* **INSTRUCTIONS TO FOLLOW**
Without the pictures, repeat all of the data exactly as it appears below.

Stored entries:
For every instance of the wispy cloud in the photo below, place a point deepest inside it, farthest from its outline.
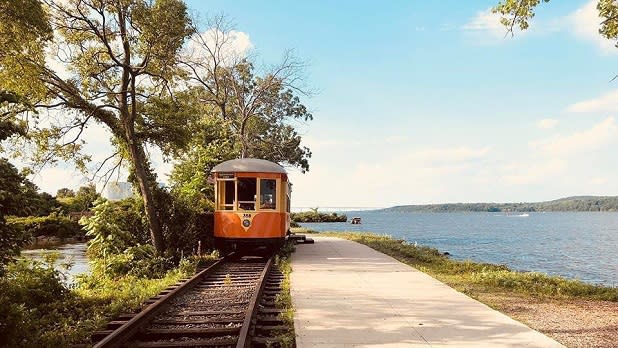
(547, 123)
(585, 22)
(486, 22)
(607, 102)
(587, 140)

* **SOLUTION FOR THIS TASK**
For every instance of the wispy cloud in the photo below, place a point deepest inside it, farthest from its outline.
(547, 123)
(585, 22)
(486, 22)
(607, 102)
(587, 140)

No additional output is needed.